# start of Extracted text
American Music Series (Special Historical Collections) (Music scores and Reference Works)

BIBLIOGRAPHY OF AMERICAN HYMNALS (BAH). Edited by L Ellinwood and E. Lockwood. A listings of 7,500 citations with title, imprint, year of publication, compiler, pagination, location of copy indexed, intended religious denomination, and name of indexer. The BAH is the equivalent of 1,500 printed pages and is the companion to the Dictionary of American Hymnology.-- $80.00

DICTIONARY OF AMERICAN HYMNOLOGY: FIRST-LINE INDEX (DAH). Edited by L. Ellinwood. Produced by the Hymn Society of America. A compilation of approximately 1,200,000 first-line citations from 192,000 hymns published from the years 1640 to l978 in North and South America in all languages using the Roman alphabet. Some 140 religious denominations are represented. Information includes first lines of hymns, refrains, titles, original first-lines of translated hymns, authors, translators, date of publication, reference to the hymnal (see Bibliography above), etc. An 118-page introduction explains how to use the Dictionary and has a list of authors' pseudonyms, essays on hymns with problematic authorship, and the entire list of source hymnals (see BAH) in denominational code sequence. This very large store of information is rendered on microfilm for sequential search in a most practical and economical format. Its equivalent size in book format is incalculable. The Dictionary is in rollfilm format, silver or diazo film, 16mm, negative image. On 179 reels with printed User's Guide. Stored in archival film boxes.
# end of Extracted text
# start of Extracted records
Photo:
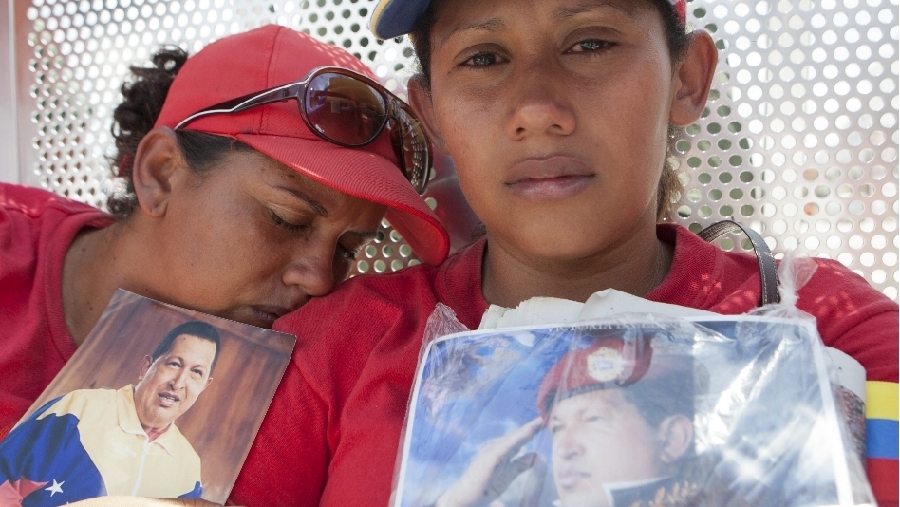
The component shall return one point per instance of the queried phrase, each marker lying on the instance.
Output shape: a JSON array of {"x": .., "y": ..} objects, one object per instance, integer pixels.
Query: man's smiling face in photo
[{"x": 170, "y": 385}]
# end of Extracted records
Request: According to the American Music Series listing, on how many reels of film is the Dictionary of American Hymnology issued?

Written response: 179 reels